Reproduce exactly the lines beginning with the line that contains "mmk i see the picture, now point out the window frame" and ending at the final line of the material below.

→ **DATA SHOWN**:

# # #

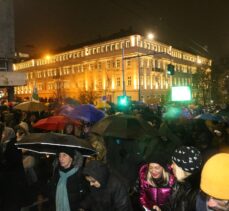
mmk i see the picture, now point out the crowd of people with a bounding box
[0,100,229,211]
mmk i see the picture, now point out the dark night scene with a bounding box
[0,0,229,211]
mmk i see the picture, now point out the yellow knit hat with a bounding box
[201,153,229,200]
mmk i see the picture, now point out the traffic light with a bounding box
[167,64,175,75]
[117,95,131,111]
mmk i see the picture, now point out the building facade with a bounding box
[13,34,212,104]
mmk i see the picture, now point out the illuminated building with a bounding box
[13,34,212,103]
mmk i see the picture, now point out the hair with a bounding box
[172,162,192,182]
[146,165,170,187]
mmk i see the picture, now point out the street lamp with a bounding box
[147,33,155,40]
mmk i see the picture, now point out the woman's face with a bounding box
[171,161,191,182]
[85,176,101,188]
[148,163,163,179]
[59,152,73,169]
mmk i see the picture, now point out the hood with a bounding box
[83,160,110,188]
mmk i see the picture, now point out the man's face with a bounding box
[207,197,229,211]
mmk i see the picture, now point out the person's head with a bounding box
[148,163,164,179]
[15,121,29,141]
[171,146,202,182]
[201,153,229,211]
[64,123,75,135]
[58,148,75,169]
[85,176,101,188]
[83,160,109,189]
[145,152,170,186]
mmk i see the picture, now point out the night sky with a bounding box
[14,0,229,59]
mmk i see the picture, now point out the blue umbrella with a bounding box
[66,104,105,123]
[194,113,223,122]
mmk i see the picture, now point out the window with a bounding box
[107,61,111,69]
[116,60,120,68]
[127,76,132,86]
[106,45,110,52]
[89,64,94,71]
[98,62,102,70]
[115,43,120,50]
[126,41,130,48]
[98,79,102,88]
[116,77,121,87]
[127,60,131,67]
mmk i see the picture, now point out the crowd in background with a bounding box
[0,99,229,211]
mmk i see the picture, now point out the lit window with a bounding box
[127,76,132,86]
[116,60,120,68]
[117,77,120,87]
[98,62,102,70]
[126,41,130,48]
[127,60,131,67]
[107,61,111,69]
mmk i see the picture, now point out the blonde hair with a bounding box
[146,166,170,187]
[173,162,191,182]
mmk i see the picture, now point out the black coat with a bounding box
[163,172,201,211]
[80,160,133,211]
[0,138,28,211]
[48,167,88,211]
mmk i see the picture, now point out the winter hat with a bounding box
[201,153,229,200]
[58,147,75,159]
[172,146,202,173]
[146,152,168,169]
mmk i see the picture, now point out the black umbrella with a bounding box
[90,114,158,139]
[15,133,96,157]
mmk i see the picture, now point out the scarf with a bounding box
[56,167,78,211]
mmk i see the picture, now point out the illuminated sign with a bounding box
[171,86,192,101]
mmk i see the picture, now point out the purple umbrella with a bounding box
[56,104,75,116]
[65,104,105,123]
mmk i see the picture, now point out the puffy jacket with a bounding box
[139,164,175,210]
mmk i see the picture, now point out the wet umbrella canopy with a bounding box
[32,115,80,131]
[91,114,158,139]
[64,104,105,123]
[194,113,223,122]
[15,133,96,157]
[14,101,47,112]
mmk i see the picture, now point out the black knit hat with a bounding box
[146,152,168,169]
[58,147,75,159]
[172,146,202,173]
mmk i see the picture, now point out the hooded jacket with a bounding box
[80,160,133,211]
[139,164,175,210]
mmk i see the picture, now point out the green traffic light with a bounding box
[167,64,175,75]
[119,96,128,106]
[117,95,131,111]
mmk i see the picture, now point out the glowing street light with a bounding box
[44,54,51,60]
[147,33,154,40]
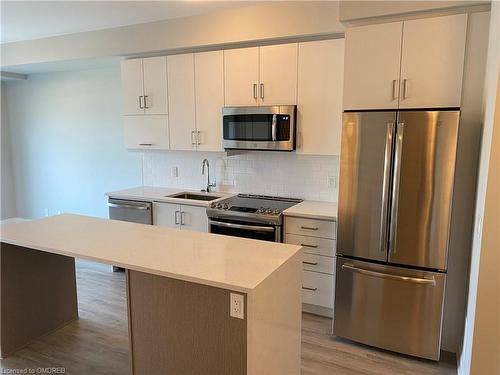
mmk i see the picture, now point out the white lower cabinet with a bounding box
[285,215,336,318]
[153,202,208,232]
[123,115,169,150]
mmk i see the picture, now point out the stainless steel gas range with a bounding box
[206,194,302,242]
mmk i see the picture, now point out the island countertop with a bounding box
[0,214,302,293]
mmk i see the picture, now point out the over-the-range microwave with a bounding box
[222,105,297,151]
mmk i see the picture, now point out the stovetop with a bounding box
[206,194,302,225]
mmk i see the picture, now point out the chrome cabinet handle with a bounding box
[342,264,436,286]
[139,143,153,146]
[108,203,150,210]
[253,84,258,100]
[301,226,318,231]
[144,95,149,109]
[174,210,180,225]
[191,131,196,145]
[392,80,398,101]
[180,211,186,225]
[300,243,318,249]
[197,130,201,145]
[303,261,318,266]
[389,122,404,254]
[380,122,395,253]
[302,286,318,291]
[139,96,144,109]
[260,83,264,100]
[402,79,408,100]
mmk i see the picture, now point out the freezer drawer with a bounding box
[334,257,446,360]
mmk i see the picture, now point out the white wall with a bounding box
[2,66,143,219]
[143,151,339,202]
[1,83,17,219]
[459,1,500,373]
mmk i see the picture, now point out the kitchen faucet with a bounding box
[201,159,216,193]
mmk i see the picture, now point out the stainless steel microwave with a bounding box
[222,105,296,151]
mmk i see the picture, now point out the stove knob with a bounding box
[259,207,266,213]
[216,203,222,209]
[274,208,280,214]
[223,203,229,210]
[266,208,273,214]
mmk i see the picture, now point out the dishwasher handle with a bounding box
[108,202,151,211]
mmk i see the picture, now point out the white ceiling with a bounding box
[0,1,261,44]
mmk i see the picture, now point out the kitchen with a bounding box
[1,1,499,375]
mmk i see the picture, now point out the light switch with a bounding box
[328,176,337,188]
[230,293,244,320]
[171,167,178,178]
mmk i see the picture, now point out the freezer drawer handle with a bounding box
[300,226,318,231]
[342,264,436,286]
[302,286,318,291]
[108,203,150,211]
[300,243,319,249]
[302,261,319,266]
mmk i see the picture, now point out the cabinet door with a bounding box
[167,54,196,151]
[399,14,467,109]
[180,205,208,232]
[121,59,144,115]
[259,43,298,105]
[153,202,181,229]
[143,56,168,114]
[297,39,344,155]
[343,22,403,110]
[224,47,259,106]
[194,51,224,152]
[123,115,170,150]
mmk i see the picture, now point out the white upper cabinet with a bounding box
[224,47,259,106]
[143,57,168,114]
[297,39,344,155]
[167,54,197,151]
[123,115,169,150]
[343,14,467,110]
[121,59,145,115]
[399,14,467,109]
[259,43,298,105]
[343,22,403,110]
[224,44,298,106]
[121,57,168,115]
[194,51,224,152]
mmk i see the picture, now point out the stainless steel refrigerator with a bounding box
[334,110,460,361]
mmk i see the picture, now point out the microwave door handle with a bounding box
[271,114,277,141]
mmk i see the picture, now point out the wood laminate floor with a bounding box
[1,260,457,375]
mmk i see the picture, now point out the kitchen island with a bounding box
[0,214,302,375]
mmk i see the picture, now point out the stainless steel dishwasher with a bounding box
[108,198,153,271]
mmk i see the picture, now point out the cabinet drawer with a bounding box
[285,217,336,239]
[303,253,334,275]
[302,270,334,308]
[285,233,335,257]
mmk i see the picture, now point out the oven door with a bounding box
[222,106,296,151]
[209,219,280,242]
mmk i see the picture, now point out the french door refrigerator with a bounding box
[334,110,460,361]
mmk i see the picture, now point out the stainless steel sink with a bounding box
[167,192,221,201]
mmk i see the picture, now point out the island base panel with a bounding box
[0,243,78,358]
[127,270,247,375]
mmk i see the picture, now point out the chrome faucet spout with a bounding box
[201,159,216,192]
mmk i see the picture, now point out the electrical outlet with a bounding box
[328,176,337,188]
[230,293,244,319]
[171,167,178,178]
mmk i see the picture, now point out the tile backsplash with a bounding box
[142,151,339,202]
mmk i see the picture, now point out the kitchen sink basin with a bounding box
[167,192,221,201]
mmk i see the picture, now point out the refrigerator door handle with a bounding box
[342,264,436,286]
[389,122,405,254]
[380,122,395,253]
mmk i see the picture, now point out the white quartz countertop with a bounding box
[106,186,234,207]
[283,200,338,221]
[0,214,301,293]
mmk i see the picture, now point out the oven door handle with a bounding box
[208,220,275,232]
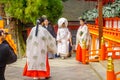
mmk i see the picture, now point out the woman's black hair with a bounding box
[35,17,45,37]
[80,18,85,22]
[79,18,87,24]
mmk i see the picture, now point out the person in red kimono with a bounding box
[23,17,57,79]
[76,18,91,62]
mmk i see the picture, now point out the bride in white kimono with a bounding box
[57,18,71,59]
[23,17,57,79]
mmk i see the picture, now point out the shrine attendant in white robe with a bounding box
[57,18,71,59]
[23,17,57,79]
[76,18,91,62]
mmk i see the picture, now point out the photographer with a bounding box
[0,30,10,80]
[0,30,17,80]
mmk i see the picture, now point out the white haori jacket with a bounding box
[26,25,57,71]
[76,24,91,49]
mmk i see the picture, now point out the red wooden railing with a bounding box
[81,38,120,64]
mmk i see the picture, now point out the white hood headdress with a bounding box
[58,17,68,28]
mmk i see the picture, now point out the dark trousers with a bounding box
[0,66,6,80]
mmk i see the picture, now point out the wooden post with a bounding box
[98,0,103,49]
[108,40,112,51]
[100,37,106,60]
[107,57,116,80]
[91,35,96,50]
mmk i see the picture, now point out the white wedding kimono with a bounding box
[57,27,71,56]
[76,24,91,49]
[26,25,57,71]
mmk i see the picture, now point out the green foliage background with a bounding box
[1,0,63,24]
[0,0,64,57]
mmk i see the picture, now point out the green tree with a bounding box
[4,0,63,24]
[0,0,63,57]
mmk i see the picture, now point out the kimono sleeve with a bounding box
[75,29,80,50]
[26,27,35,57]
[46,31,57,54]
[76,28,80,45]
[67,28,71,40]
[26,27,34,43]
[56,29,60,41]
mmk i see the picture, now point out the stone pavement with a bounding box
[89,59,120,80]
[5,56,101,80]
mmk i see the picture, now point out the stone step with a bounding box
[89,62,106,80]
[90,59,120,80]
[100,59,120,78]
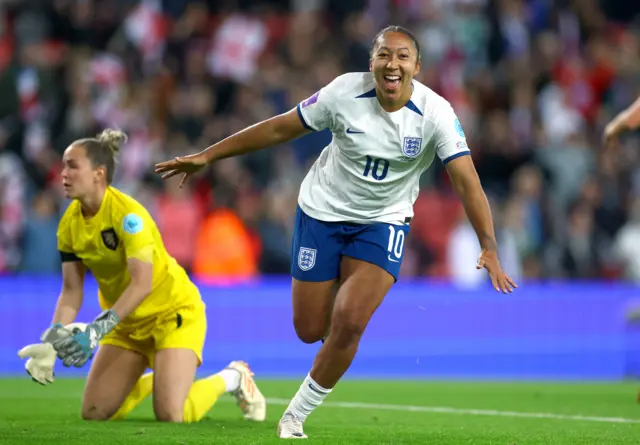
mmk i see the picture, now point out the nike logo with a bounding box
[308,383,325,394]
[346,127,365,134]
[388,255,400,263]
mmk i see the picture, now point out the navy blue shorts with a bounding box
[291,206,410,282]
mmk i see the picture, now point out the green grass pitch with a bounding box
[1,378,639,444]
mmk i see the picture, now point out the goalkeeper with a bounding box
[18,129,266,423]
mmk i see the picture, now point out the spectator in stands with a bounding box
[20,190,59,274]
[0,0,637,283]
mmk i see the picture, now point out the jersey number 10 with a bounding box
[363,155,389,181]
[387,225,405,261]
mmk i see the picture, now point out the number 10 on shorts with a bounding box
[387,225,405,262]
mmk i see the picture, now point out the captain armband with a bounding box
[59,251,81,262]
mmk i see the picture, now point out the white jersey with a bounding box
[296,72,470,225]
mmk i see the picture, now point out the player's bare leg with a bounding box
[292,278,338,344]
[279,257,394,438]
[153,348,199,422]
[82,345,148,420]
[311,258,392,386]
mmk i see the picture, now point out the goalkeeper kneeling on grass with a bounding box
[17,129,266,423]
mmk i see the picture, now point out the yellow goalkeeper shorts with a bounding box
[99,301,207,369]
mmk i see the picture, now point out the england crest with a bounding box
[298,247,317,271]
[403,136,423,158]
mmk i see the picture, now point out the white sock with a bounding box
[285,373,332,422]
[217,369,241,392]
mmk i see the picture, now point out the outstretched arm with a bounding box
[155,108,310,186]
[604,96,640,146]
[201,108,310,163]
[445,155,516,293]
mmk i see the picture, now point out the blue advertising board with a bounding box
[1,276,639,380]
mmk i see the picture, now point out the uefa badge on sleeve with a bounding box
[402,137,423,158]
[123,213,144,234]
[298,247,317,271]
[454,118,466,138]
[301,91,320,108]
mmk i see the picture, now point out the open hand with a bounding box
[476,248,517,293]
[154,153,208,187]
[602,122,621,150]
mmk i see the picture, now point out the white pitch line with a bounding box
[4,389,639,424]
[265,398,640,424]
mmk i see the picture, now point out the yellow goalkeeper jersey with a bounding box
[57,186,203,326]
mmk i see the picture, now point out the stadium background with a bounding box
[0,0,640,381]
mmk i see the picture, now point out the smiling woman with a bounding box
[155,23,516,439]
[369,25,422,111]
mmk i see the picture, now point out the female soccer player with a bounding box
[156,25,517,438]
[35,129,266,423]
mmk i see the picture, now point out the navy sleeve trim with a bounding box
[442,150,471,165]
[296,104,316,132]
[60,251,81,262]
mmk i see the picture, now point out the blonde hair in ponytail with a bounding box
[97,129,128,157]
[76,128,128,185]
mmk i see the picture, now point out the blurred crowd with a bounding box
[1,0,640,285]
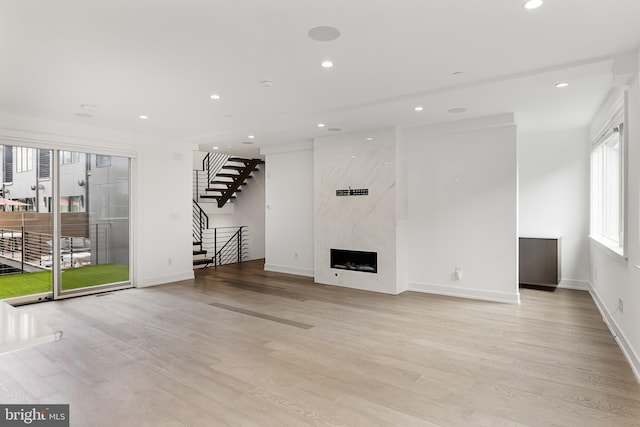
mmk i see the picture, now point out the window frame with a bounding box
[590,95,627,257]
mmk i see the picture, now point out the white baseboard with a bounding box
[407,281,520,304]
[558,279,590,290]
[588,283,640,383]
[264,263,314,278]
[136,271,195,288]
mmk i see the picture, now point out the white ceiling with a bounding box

# # #

→ **RESULT**:
mmk i see the picture, now point out the window frame with a bounding box
[590,95,627,257]
mmk i see the picture, now point out the white baseboard with a bounding box
[407,281,520,304]
[558,279,590,290]
[588,283,640,383]
[264,263,314,278]
[136,271,195,288]
mmk i see the picture, now point out the white ceiling with a bounding box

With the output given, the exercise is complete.